"""

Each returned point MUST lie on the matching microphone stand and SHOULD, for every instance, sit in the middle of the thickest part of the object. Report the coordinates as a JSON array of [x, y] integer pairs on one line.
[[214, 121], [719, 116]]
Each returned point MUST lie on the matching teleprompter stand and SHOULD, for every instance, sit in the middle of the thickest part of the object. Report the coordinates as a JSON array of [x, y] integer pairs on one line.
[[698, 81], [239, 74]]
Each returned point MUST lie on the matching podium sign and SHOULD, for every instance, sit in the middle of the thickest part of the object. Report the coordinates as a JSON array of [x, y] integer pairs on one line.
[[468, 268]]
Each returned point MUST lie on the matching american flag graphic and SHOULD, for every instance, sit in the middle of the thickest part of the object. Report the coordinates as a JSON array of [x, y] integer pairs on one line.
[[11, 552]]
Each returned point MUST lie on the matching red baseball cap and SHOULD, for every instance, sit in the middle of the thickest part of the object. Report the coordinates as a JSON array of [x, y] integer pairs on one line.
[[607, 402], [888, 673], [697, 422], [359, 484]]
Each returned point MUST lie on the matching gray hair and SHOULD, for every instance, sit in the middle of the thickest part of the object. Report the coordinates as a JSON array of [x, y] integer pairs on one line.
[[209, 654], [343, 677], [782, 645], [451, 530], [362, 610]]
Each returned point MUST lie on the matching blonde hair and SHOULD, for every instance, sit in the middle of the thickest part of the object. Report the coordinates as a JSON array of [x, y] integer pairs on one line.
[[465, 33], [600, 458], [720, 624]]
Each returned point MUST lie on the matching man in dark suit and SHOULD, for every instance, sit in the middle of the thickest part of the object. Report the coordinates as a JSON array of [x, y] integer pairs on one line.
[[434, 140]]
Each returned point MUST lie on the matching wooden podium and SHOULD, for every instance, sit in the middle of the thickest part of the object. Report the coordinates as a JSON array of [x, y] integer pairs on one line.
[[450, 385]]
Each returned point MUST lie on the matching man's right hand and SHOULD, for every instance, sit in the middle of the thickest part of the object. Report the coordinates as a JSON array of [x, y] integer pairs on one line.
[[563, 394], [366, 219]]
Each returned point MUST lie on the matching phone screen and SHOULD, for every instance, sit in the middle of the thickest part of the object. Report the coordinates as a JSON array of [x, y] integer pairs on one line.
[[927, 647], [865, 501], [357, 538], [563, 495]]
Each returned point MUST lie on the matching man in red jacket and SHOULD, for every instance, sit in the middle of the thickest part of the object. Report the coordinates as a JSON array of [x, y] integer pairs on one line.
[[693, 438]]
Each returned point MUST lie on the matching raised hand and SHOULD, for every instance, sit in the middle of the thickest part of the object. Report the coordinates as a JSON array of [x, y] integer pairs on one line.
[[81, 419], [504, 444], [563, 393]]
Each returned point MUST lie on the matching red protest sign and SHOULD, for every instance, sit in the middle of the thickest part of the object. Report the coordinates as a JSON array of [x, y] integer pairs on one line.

"""

-- PROBLEM TO WORK ON --
Print the entire listing above again, line for line, without altering a single character.

-- THE ANSWER --
Each returned point MUST lie on the matching microphone stand and SHOULD, for every instance, sit in the middle of the thickest part of the object. Report the coordinates as a JSON array of [x, y] integer pairs on one line.
[[214, 121], [719, 116]]
Each returned point MUST lie on the matching teleprompter stand and SHOULD, for every instance, sit in the middle of the thickest part of the object. Report the coordinates as a JSON array of [x, y] integer pairs on one line.
[[698, 81], [239, 74]]
Each returned point MUST lie on the matching podium sign and SHOULD, for every instance, sit in the middle of the thickest part of the object. Report the coordinates as a JSON array of [x, y] integer pairs on one line.
[[468, 268]]
Each returned point MUST lie on the matching american flag graphic and SHOULD, for every instance, sit in the middle of the thickest part of the object. Report the coordinates as a JSON array of [x, y] integer pairs on one line.
[[11, 552]]
Each returned point MUST lie on the matching red baseball cap and SHOULD, for every instance, sit in the middle of the thickest part of the object. Report the coordinates as a JSON array of [x, y] integer pairs on one line.
[[607, 402], [888, 673], [697, 422], [359, 484]]
Each returned point MUST lie on the matching gray hair and SHOULD, for every instance, sit in the middle of the thickest part of the object. Report the coordinates as a JSON array of [x, y] integer pairs on one line.
[[209, 654], [343, 677], [782, 645], [451, 530], [362, 610]]
Each returned point MUST lie on the matching blonde hair and SHOULD, for every instance, sit in the middle of the thickest part of the object. Report the coordinates as a JSON array of [x, y] integer pairs on one line.
[[465, 33], [600, 458], [720, 624]]
Each returned point MUST lie on the matching man in dark suit and SHOULD, for every instance, sit in the middle of the thickest part of the object. Report the coordinates as a JSON array of [x, y] integer pairs on one line.
[[434, 140]]
Each returned point MUST lie on the matching wooden podium and SHOULD, for every instance, sit in the middle of the thickest part of the object. Report the coordinates as a JSON array of [x, y] integer pairs on one line.
[[450, 385]]
Each returned point MUST lie on the matching man's right hand and SHOULD, for every instance, sit in the middle of the thickest part of the object. Report the coordinates as a JSON array of [x, y] integer pairs on one line.
[[563, 394], [366, 219]]
Each returned point MUST lie on the matching phone screen and SHOULD, for every instance, sit in the middle of the thickest part of the object. Report the coordinates as a JSON array of [x, y] integer pairs on one line.
[[927, 647], [865, 501], [357, 538], [563, 495]]
Each returned point MUST lie on the matching man in red jacket and SHOULD, for every instance, sit in the middle of the thickest part of the object. Report the coordinates as a JSON array of [x, y] integer pairs on one line.
[[693, 438]]
Each returned point MUST lie on the matching raised hand and SHOULD, for every instance, sit in the middle of the thickest part of the object. Report the coordinates as a JSON array of [x, y] integer pairs on one line.
[[81, 419], [504, 444], [563, 393]]
Each returned point MUST lie on the matching red protest sign and SHOULD, for every instance, sit in the middle of the thickest part of the object. Report the coordinates as a JSON array of [x, y] integer pairs on one line.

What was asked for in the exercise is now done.